## YOUR GOAL
Please copy the part of the article on Binay's vaccine proposal between "By Rjay Zuriaga" and "tweet on Friday.", inclusive, substituting "scarcity" for "shortage".

## DOCUMENT EXTRACT
################
By Rjay Zuriaga Castor


For former Vice President Jejomar Binay, it is about time for the government to tap the private sector in order to address the shortage of COVID-19 vaccines in the country and to "vaccinate as many workers in the fastest way possible."

Binay's remark comes after the Department of Health (DOH) earlier admitted that the country has an insufficient supply of vaccines to be administered to medical frontliners, senior citizens, and persons with comorbidities. 

"DOH admits we don’t have enough vaccines. We need 24 million additional doses and at the moment we do not have enough," said Binay in a tweet on Friday. 

"This is frustrating news for businessmen and workers. But there is a solution: Let’s tap the private sector. Allow them to buy more vaccines for their employees. Let them vaccinate their people for free," the human rights lawyer added. 

He underscored that the government should find ways to incentivize the vaccination initiative by "giving them tax breaks once a 100% workforce immunization is achieved" and "allowing the workers to go on paid leaves to get vaccinated."

"Government should also find ways to incentivize vaccination. It should look at all available means to achieve one goal: vaccinate as many workers in the fastest way possible," Binay said. 

Health Secretary Francisco Duque III on Thursday welcomed the shipment of an additional 500,000 doses of COVID-19 vaccines from China's Sinovac Biotech at the Ninoy Aquino International Airport Terminal 2. 

As of May 12, the country has so far received more than 7.7 million vaccine doses, of which 5 million were from the Beijing-based pharmaceutical company. Some 2.5 million doses were from AstraZeneca and 193,000 were from Pfizer.

The country has so far over 3.2 million doses administered, of which 786,000 have been fully vaccinated, and some 2.5 million receiving the first dose.

As of Friday, May 21, the Department of Health reported 1,171,403 total COVID-19 infections, 1,096,109 recoveries, 19,763 deaths including 55,531 active cases.
################
[Collection entries]
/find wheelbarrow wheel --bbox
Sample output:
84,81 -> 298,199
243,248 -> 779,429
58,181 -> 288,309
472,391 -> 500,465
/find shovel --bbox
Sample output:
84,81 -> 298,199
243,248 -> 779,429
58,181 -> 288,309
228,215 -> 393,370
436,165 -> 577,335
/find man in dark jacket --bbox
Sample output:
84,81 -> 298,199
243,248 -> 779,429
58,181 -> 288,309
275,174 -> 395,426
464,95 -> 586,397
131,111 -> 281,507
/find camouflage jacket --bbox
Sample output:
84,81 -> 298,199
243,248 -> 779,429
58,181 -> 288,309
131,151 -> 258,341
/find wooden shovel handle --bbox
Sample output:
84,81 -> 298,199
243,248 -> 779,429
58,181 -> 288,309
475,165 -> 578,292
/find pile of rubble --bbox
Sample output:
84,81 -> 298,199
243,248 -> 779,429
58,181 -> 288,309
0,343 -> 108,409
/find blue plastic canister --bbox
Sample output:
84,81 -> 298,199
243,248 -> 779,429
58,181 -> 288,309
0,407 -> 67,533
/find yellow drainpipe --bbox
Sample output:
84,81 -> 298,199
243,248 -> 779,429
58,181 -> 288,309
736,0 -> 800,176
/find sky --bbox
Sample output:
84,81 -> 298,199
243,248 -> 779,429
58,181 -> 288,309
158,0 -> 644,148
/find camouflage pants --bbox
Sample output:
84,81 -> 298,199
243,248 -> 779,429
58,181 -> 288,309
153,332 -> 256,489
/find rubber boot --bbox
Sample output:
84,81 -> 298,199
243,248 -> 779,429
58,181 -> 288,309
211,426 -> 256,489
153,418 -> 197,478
################
## TASK RESULT
By Rjay Zuriaga Castor


For former Vice President Jejomar Binay, it is about time for the government to tap the private sector in order to address the scarcity of COVID-19 vaccines in the country and to "vaccinate as many workers in the fastest way possible."

Binay's remark comes after the Department of Health (DOH) earlier admitted that the country has an insufficient supply of vaccines to be administered to medical frontliners, senior citizens, and persons with comorbidities. 

"DOH admits we don’t have enough vaccines. We need 24 million additional doses and at the moment we do not have enough," said Binay in a tweet on Friday.